## WRITTEN TASK
Word for word, quote the lines from the one containing "Target: large boulder" to the end of the entries below, including both. Leave pictures out.

## INFORMATION SHOWN
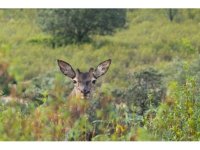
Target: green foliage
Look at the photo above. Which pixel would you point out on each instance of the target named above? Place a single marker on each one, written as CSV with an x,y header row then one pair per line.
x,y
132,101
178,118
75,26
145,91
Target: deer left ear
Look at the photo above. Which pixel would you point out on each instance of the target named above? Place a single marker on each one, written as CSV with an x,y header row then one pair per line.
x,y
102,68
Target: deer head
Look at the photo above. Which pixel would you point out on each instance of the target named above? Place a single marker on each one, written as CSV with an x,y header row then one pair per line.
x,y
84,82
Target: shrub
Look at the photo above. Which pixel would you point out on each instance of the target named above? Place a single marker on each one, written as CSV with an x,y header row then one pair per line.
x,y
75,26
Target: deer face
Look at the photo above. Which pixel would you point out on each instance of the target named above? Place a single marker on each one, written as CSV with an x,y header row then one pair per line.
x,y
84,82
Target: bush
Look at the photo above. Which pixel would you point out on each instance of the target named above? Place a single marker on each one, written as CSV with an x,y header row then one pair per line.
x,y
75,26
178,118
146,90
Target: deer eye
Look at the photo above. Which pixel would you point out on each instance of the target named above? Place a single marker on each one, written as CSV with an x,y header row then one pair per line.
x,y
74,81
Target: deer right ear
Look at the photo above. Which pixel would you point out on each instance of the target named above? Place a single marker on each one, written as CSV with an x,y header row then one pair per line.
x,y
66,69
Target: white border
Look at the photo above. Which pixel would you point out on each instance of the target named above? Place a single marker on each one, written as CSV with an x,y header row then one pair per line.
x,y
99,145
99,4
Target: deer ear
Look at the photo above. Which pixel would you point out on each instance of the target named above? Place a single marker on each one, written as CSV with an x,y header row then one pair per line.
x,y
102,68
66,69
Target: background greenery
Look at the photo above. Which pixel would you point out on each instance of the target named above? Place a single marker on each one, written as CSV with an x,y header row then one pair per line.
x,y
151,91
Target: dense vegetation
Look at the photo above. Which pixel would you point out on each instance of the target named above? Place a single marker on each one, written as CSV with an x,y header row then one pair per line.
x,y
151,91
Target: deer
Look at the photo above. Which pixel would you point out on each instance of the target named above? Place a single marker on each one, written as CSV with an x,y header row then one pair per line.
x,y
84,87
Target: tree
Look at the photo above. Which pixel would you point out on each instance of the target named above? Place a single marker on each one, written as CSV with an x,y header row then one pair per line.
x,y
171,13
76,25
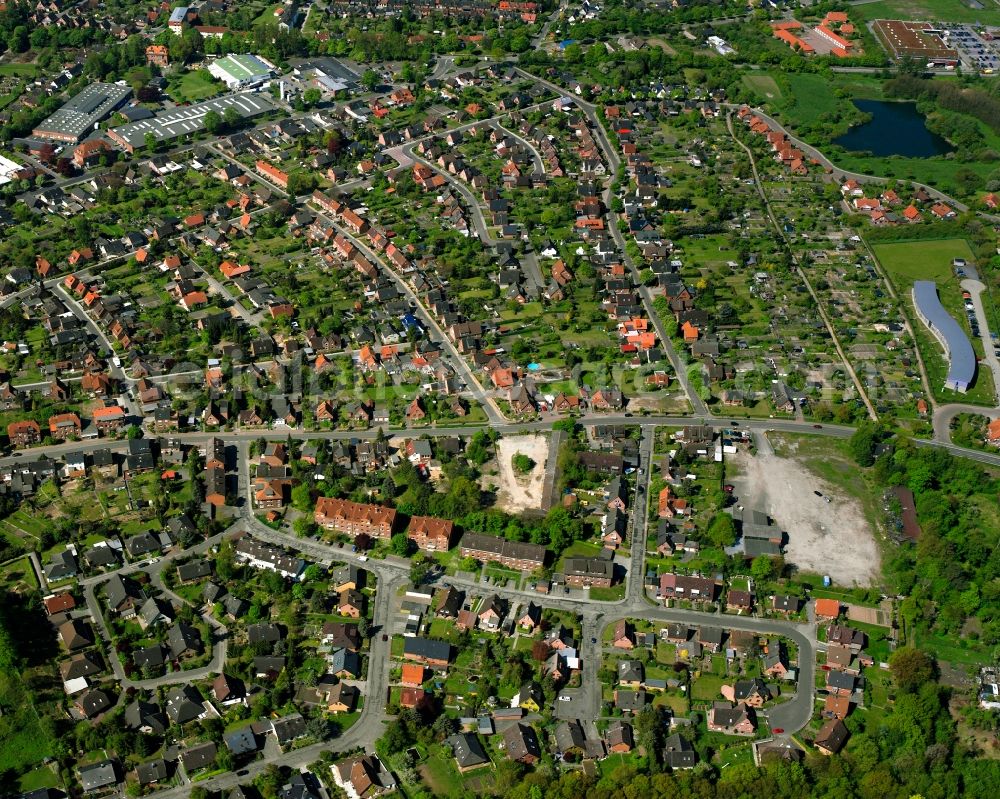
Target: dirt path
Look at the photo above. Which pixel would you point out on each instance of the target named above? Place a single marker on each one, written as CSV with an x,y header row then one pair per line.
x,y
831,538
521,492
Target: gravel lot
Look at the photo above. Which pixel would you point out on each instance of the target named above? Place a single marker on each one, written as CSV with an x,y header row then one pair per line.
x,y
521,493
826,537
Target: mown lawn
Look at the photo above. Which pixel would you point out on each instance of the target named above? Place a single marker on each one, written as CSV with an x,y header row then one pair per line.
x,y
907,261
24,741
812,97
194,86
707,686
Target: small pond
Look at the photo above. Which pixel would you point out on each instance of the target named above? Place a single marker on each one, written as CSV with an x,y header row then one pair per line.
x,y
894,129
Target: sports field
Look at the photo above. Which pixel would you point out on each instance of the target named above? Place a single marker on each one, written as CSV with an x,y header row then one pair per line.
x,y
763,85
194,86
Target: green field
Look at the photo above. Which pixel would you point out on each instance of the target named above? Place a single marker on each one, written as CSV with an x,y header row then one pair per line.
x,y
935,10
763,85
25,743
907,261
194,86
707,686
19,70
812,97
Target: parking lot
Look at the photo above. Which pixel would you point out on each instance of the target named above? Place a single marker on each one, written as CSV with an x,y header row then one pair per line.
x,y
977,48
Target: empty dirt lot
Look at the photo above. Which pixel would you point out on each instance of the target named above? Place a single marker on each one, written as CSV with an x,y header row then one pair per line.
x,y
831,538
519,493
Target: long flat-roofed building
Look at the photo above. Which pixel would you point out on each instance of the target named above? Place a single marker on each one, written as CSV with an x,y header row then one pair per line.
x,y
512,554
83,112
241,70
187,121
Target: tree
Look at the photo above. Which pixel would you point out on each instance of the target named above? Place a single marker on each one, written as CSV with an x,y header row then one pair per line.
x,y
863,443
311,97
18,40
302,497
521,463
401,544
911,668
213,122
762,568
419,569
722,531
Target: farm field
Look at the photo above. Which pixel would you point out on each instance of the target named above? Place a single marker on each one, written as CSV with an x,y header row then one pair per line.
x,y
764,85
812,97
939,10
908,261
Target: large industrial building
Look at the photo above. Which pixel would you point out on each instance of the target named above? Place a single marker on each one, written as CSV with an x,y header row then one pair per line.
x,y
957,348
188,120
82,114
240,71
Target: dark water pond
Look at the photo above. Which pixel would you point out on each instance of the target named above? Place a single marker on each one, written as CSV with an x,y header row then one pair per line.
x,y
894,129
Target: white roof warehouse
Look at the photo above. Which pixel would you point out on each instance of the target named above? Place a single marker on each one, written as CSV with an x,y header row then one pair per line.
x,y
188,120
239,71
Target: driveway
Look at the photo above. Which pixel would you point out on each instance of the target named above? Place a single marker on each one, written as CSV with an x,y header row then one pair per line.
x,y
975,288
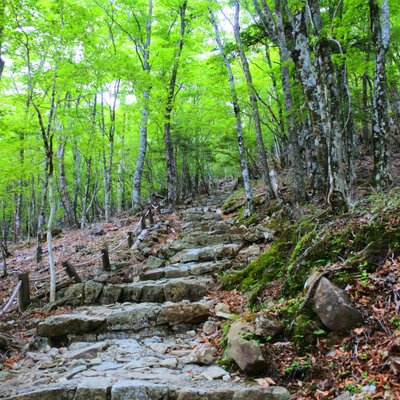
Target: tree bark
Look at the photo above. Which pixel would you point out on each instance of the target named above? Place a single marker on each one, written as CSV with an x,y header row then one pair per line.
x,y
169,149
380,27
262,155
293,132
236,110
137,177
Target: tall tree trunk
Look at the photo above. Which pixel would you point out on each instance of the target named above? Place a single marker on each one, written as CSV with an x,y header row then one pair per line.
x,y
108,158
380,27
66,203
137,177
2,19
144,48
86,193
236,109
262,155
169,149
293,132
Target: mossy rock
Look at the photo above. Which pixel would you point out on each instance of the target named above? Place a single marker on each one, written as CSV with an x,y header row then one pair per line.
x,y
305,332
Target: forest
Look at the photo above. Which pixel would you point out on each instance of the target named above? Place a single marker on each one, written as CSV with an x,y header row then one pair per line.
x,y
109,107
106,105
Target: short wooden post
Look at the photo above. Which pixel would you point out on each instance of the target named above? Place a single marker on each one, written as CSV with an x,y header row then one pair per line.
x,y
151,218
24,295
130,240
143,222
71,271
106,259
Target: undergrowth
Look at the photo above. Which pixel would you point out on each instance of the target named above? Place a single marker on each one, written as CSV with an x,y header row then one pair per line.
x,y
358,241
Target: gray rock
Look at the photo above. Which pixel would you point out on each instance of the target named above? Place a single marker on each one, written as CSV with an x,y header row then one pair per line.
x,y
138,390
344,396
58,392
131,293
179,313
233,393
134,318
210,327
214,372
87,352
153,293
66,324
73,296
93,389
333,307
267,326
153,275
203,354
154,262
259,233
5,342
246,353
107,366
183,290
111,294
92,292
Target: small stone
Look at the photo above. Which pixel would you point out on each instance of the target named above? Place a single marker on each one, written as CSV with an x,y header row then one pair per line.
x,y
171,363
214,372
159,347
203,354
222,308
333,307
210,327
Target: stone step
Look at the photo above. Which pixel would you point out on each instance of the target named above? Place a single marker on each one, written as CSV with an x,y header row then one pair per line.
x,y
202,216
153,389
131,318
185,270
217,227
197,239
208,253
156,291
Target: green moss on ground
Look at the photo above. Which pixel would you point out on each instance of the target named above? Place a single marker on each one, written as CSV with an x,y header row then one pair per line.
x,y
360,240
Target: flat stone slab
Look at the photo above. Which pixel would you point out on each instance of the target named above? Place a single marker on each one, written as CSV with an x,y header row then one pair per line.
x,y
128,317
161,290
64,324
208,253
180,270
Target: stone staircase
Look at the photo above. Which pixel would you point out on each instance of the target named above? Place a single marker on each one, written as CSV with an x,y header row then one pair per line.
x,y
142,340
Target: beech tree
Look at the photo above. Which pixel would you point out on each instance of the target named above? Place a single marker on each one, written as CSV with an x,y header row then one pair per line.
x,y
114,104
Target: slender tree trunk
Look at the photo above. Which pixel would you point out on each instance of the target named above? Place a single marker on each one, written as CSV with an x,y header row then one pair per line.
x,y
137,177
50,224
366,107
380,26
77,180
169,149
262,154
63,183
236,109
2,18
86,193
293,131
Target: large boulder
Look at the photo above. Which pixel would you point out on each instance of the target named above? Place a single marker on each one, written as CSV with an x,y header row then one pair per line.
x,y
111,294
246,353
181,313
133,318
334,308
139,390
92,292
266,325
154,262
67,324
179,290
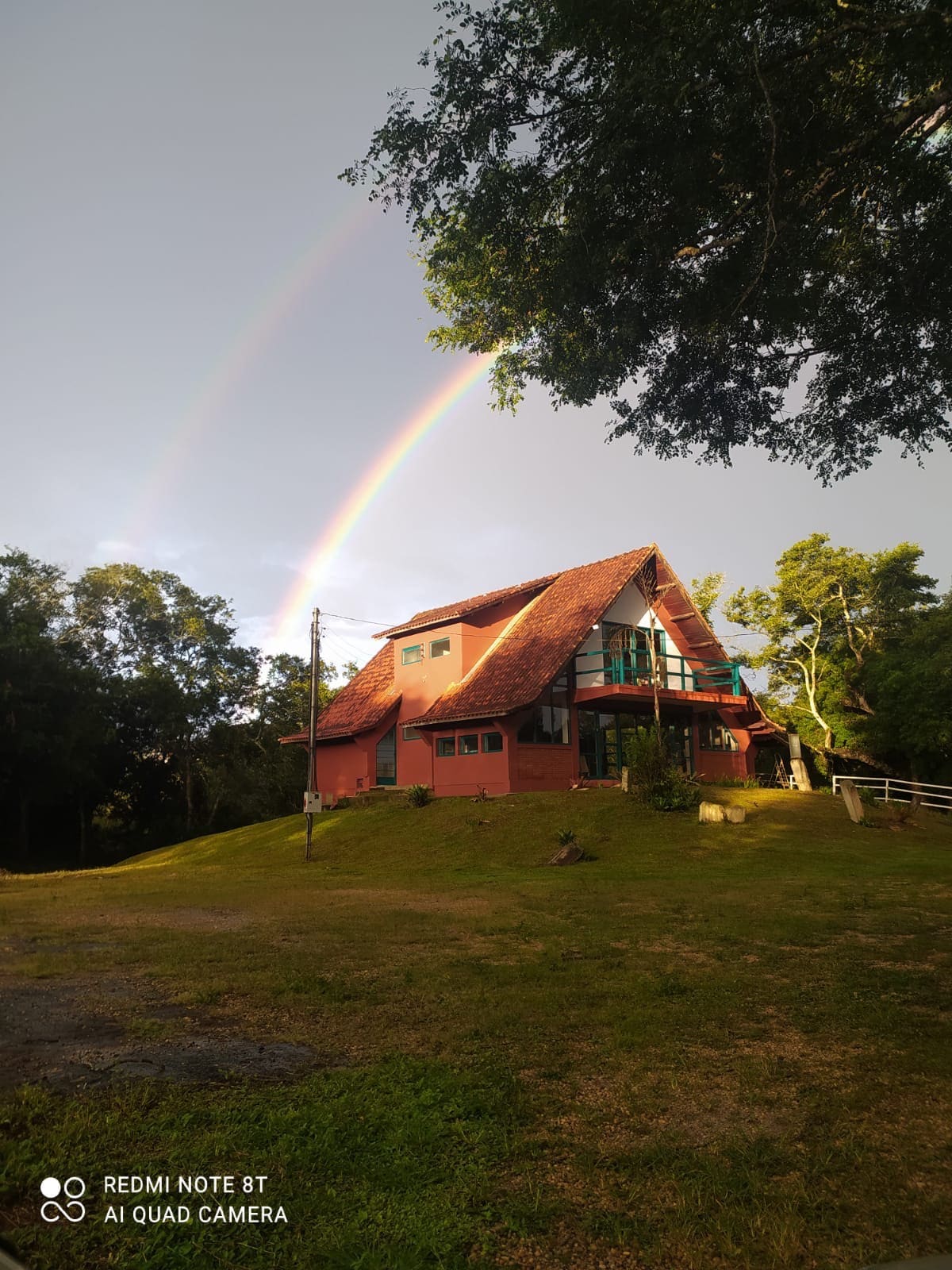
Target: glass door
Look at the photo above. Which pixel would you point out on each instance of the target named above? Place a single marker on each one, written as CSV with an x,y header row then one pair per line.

## CORRECT OUTPUT
Target: large boulder
Look at the photo above. Which pixel would you point out on each instance of the target named above? Place a single marker on each one, written as CSV with an x,y header row then one pair per line.
x,y
111,294
246,353
181,313
133,318
334,308
139,390
92,292
266,325
154,262
67,324
179,290
Target: glass door
Look at the photo above. Which pixel would you point out on each instance of the target named above? Place a single marker on each one, written as CSV with an x,y header row then one pair per line.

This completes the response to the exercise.